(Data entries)
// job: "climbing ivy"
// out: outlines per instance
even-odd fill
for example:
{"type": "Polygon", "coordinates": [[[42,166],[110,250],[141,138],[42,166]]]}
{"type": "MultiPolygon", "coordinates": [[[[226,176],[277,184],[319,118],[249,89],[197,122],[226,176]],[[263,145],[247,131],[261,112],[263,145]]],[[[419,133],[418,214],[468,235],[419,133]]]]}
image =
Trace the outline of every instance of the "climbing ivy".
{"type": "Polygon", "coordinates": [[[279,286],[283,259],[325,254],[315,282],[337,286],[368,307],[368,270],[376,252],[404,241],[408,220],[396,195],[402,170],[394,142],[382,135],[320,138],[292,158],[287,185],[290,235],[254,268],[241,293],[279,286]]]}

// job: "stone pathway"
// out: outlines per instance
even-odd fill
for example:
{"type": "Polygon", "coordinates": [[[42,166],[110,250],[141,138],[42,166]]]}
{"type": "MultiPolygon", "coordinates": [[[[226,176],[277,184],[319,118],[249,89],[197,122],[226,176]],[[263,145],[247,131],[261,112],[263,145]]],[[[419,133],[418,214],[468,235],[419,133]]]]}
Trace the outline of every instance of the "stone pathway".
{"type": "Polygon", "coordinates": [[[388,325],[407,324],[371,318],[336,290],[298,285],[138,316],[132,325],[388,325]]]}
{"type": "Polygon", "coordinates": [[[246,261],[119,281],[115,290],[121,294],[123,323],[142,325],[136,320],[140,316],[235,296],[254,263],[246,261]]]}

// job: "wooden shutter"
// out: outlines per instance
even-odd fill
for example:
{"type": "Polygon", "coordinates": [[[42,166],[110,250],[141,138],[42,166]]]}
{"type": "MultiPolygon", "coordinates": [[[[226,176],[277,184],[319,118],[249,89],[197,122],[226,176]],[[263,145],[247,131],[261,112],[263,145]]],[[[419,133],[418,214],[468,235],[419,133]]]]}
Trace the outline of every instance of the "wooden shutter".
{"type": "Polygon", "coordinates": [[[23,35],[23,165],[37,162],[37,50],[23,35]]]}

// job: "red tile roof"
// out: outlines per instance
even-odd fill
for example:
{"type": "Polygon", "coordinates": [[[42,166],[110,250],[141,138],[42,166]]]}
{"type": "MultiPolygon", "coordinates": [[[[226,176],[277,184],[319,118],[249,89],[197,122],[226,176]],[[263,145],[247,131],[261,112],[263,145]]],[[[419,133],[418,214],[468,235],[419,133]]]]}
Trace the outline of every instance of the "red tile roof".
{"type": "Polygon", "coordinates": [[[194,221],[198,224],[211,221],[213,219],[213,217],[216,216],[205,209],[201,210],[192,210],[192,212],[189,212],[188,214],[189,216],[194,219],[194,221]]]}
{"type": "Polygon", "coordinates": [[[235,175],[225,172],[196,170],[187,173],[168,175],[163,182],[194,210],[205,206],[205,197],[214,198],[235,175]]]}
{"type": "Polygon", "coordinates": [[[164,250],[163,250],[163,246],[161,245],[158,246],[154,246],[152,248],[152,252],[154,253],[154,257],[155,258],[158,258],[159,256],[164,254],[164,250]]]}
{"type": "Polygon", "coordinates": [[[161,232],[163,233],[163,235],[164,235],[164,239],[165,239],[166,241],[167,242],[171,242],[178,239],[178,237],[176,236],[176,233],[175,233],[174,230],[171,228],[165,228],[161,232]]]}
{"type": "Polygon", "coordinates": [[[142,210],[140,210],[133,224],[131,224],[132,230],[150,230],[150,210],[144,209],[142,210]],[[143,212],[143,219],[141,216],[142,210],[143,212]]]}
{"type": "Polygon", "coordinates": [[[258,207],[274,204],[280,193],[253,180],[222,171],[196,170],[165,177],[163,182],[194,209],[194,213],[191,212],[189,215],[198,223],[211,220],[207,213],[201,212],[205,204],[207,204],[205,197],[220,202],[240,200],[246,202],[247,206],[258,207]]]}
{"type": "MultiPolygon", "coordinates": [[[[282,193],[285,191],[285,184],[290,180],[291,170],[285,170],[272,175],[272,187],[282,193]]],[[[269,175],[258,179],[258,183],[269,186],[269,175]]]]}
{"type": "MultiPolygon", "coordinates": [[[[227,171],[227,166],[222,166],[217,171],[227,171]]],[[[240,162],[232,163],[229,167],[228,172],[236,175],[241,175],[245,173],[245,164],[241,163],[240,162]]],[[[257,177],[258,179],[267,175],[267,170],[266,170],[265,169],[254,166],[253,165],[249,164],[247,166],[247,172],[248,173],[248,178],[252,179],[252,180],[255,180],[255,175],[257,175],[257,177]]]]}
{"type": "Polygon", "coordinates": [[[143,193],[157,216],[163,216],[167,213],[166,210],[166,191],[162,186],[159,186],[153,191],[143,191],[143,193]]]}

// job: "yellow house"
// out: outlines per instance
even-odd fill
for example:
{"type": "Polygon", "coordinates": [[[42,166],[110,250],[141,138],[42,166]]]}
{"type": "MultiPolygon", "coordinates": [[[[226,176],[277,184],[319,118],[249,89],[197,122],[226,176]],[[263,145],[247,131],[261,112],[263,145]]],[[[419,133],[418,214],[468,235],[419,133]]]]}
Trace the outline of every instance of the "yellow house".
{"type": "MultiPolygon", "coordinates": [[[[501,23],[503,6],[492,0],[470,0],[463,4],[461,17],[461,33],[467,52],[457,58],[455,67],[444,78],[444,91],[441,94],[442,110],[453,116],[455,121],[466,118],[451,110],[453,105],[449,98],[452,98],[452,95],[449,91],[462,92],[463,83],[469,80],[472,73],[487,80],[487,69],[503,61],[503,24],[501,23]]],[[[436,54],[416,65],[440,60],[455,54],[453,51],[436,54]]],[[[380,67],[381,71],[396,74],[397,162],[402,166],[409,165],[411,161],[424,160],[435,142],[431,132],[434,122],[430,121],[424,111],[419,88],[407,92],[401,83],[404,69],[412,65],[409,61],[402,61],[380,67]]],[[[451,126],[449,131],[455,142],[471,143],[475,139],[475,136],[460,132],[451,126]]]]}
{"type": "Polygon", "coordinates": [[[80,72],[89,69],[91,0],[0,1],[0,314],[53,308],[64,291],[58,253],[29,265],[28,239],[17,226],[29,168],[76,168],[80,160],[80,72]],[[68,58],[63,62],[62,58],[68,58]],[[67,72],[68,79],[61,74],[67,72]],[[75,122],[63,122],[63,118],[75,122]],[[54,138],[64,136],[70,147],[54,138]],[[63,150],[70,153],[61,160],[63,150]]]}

> [Request]:
Identify every line of the data above that contains the string "yellow", and copy each one. Treat uppercase and lowercase as different.

> [Correct answer]:
// job: "yellow house"
Trace the outline of every instance of the "yellow house".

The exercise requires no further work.